Texte extrait
Représentée à trois reprises en édition discographique, la partition a malheureusement souffert d’une qualité d’enregistrement médiocre, à commencer par l’album de 84 avec son mix étouffé, ou la réédition de 1997 et ses erreurs audio monumentales (et notamment une distorsion impardonnable sur certaines pistes), ainsi qu’une absence notable du « Prophecy Theme ». La troisième version datant de 2001 reprenait le contenu de celle de 97 avec un mix correct mais il subsistait encore quelques problèmes de son, et cette édition fut très vite épuisée et introuvable. Aussi incroyable que cela puisse paraître, la partition de « Dune » n’a jamais été rééditée depuis, et on attend toujours une intégrale digne de ce nom de cette oeuvre-clé du groupe Toto, avec un mixage corrigé et nettoyé. D’une point de vue cinématographique, « Dune » proposa en 1984 une autre approche musicale du cinéma de science-fiction, à mi-chemin entre l’esthétique symphonique post-John Williams et des exigences artistiques plus contemporaines héritées de la variété et du rock. Plus que n’importe quelle autre musique de film de cette époque, « Dune » réussit l’exploit de concilier ces deux mondes musicaux pour magnifier les images du film de David Lynch, sans perdre de vue un plaisir d’écoute constant et une véritable envie de proposer quelque chose d’inédit, un résultat hybride étonnant pour l’époque, qui influencera bon nombre de partitions à venir : une oeuvre maîtresse de la musique de film des années 80, incontournable !

Données fournies
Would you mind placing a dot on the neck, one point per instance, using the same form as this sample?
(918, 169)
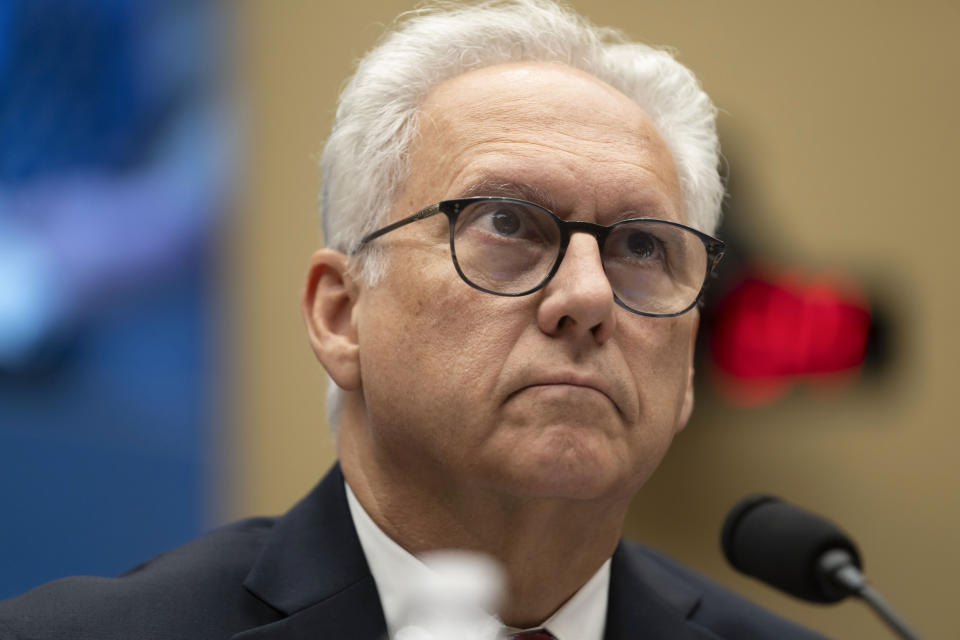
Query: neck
(548, 547)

Consigne
Répondez à ces questions sur le texte consacré à la musique de « Dune » :
(a) En quelle année date la troisième édition discographique de la partition ?
(b) À quel groupe le texte attribue-t-il cette œuvre ?
(c) Qui a réalisé le film dont les images sont magnifiées par cette musique ?

Réponse attendue
(a) 2001.
(b) Au groupe Toto.
(c) David Lynch.